§ EXERCISE REQUIREMENTS:
a – Answer these about the broadband network text, one line each:
(i) What share of the population could be covered by cabling up about half a dozen reasonably dense cities?
(ii) What was the projected budget of the provider-neutral network?
(iii) What did the opposition say its copper-upgrade plan would cost at most?
b – Please resume the broadband network text after its final sentence.

§ DOCUMENT PASSAGE:
⁂

You could cover more than 80% of our population just cabling up (literally)
about half a dozen reasonably dense cities.

The actual reason is political. One side of politics privatised the state
owned monopoly telco, creating a single huge, anti-competitive behemoth. That
made progress with the internet stagnate for a decade. Then the other side got
in, tried to work with the telco but they wouldn’t budge, and then surprised
everybody by deciding to just build a provider-neutral network that was FTTP
to 90-93% of the population. This was going fine - a few months behind
schedule but on budget (projected at AU$44.1bn) after a few years.

But the opposition managed to convince a bunch of people in the media that it
was hugely over-budget (despite the fact it wasn’t, _and_ that all their
financials were on the public record) and that a sensible solution was to stop
that, and instead buy the old copper networks off the incumbent provider and
spend a few billion to do a bit of an upgrade. They were “absolutely confident
25 megs is enough for anyone” and said this would cost max $29bn. They won
Government, turned the network on its head and it’s just been one problem
after another with huge widespread service quality issues, massive cost
overruns, delays etc.

⁂

§ MATERIAL PROVIDED:
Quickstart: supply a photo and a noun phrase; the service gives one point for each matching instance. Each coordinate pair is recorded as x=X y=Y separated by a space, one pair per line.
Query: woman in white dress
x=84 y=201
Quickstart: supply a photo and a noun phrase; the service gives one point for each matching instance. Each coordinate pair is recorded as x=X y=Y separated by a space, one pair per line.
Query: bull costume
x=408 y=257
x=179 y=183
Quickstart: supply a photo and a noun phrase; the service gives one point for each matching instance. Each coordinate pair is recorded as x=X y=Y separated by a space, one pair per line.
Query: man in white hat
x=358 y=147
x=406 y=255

⁂

§ OUTPUTS FOR THE TASKS:
a –
(i) More than 80%
(ii) AU$44.1bn
(iii) $29bn

b –
So now the cost of their “more sensible, cheaper, and quicker to build”
network is nearing $60bn and finishing two years later than the original FTTP
schedule (before they won Government, the party that wrecked the project
promised to have it done by the end of 2016!)

So it’s just a big mess. Nobody really knows why they chose to do what they
did when pretty much all the experts said to just continue with FTTP (they
paid some consultants with links to their party to say their idea was great to
get around that). Some say it was business links between party members and the
incumbent telco, or the cable TV network they own half of. Others say it was
because they had a deal with Murdoch (the leader of the opposition actually
happened to have lunch with him the day before they announced their policy)
because he owns the other half of the cable TV network. Perhaps it was just
because they couldn’t accept that it was a good idea the way it was...

------
Stranger43
If the current strategy of making telecommuting the default takes hold post
corvid-19 the governments of the industrialized world is going to be forced to
treat internet the same way it treats other core infrastructure like roads or
railways which means that nationalization will happen if the industry fail to
deliver high speed and low prices to the undeserved rural areas.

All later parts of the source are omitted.